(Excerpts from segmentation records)

____________

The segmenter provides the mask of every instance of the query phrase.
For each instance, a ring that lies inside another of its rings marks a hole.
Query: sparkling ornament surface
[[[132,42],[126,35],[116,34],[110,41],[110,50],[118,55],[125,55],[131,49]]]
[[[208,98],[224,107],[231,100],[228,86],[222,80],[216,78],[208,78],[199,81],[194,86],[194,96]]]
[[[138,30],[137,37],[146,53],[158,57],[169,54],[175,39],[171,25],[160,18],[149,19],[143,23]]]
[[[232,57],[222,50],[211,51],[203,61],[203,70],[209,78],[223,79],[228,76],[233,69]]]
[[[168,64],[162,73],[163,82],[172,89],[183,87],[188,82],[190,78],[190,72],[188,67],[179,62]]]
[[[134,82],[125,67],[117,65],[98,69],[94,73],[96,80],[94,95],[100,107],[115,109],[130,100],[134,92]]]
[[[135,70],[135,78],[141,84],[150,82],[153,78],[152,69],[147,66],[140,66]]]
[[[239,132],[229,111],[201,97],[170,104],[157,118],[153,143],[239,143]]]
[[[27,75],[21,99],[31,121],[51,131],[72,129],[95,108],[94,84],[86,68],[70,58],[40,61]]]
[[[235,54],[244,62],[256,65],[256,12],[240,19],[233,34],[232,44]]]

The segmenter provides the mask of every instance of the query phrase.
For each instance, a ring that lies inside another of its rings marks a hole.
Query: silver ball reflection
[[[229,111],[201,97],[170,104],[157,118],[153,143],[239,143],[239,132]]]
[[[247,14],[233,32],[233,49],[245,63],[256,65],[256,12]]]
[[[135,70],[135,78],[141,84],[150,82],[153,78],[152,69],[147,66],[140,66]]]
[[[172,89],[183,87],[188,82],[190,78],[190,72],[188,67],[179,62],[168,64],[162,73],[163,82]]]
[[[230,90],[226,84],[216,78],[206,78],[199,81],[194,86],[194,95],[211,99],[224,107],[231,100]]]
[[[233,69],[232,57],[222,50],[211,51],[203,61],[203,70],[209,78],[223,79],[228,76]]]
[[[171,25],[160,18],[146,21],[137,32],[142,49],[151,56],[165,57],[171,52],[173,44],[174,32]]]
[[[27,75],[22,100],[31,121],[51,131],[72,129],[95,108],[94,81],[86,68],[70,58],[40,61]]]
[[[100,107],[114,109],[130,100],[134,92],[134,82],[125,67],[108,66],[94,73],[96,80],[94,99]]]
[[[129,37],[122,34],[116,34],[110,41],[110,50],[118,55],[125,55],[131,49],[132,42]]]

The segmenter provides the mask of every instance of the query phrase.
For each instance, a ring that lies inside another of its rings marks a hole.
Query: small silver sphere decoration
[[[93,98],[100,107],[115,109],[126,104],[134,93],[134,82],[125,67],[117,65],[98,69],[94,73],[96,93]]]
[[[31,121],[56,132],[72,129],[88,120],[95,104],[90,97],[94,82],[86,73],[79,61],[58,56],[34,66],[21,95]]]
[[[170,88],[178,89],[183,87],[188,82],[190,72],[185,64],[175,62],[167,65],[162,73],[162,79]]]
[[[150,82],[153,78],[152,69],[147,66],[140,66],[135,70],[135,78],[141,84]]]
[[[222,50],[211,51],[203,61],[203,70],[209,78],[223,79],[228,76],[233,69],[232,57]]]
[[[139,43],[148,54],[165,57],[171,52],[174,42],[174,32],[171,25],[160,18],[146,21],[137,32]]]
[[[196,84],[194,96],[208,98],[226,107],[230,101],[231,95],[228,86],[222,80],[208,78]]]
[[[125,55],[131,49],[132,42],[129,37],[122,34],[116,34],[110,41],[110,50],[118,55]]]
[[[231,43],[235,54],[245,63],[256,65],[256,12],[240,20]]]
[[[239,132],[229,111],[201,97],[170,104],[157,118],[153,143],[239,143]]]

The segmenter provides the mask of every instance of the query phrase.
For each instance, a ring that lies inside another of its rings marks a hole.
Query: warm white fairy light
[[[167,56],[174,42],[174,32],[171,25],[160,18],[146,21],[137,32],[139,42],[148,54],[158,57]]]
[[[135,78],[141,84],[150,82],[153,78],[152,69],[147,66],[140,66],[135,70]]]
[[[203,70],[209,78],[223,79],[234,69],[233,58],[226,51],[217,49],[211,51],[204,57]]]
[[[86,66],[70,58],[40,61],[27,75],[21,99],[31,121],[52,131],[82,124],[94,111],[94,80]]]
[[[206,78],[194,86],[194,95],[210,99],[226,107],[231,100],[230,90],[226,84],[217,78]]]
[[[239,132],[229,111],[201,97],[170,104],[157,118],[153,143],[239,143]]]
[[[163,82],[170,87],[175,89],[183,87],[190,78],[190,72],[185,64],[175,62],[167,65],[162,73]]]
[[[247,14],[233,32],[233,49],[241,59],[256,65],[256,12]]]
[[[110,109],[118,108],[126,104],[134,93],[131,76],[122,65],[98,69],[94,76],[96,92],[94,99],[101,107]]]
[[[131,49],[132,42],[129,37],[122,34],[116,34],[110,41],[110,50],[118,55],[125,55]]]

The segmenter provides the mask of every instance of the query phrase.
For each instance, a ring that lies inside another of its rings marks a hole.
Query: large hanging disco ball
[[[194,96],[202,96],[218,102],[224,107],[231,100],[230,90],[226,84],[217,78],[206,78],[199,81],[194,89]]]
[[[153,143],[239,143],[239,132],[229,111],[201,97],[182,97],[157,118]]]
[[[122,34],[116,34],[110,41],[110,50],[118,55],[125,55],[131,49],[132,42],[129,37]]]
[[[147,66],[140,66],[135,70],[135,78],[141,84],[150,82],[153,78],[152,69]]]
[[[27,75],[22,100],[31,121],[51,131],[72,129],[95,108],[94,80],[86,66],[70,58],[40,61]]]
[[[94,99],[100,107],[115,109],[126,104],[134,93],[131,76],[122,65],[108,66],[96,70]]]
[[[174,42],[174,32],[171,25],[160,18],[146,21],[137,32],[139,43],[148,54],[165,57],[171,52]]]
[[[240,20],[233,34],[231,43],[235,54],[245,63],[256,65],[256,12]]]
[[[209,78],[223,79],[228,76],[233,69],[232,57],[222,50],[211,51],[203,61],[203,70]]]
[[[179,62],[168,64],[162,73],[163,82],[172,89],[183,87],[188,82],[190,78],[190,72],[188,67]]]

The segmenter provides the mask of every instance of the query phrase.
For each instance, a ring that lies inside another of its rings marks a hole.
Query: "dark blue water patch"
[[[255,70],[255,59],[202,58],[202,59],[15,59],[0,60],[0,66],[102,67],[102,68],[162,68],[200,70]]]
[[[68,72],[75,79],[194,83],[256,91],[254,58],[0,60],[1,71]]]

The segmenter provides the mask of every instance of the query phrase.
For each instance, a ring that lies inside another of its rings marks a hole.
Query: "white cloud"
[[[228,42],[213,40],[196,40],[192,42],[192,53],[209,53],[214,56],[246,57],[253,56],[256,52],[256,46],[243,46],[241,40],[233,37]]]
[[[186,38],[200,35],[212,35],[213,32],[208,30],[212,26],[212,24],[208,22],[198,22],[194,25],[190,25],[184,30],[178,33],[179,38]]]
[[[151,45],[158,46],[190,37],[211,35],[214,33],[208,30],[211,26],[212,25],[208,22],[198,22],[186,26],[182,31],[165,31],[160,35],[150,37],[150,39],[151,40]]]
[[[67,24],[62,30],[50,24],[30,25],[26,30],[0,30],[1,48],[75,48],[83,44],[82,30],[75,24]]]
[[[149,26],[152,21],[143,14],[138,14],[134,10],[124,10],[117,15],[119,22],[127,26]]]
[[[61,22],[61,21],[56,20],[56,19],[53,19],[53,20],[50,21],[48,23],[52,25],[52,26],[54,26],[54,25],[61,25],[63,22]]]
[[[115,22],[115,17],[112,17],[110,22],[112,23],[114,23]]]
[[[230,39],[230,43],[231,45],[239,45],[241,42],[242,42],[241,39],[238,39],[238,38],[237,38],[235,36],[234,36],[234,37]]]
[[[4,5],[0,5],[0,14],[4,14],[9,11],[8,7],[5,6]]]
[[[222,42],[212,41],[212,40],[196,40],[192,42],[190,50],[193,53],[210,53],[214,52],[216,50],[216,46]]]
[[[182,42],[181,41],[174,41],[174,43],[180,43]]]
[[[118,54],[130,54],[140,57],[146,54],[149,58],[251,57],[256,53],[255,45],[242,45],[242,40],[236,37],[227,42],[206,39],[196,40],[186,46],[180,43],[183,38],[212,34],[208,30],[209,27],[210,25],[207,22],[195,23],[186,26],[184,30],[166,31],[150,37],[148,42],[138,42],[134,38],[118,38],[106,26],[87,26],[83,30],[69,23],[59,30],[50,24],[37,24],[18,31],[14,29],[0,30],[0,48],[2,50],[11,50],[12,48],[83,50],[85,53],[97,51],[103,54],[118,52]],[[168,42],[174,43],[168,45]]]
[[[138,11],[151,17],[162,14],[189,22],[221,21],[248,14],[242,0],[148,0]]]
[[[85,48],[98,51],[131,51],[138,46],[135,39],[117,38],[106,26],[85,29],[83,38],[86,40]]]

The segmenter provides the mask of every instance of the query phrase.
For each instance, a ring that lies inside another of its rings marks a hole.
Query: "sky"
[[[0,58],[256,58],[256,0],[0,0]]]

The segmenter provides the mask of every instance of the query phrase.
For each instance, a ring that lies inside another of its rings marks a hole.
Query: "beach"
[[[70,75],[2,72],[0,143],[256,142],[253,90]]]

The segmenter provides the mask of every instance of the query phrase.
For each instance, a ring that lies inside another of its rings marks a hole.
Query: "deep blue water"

____________

# EXERCISE AIM
Show each line of the data above that contains the string "white". Letter case matters.

# SOLUTION
Query: warm white fairy light
Query: "white cloud"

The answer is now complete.